PROBLEM STATEMENT: Copy out the listing from its first line down to the line that contains "<point>393,211</point>", including both of those lines.

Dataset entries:
>> Begin

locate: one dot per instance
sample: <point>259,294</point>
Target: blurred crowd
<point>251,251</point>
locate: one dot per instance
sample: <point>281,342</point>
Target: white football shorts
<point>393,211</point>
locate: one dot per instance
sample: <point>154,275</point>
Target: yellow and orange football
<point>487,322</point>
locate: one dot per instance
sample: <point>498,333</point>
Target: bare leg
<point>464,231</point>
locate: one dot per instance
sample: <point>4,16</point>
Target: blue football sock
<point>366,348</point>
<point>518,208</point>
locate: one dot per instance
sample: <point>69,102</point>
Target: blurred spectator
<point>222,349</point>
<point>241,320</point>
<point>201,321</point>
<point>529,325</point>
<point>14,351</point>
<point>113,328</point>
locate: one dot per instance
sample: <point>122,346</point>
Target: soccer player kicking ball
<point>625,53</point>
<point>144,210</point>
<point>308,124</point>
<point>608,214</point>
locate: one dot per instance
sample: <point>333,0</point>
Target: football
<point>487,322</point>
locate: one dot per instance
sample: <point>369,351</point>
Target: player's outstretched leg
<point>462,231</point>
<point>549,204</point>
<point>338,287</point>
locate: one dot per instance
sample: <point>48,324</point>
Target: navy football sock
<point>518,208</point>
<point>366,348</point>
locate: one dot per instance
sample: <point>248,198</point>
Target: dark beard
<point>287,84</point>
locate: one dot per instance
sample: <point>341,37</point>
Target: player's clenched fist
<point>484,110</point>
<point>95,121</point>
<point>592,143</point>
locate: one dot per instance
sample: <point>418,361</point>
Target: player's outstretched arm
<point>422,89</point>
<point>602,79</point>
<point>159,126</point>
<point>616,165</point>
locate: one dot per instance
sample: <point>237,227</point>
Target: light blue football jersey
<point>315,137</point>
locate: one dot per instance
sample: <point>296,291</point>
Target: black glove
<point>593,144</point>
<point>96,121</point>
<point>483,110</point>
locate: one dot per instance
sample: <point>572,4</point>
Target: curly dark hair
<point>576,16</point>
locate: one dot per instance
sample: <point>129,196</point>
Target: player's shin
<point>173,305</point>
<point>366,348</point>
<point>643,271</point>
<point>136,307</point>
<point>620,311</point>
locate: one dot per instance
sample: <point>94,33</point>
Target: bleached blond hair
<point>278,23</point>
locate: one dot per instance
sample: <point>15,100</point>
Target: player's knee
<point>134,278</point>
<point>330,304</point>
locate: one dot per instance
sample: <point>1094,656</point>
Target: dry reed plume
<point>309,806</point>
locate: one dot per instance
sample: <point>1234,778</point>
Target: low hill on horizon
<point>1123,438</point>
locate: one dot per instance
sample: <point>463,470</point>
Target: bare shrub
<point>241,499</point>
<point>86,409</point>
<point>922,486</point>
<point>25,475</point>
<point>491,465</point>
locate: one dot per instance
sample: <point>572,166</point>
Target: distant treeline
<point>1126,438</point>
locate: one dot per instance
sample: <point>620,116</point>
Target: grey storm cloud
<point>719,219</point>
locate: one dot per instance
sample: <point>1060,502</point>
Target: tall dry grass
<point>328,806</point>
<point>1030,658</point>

>> End

RESPONSE BELOW:
locate: one dot per instance
sample: <point>259,294</point>
Target: blurred crowd
<point>251,251</point>
locate: one dot per instance
sample: <point>281,342</point>
Target: white football shorts
<point>393,211</point>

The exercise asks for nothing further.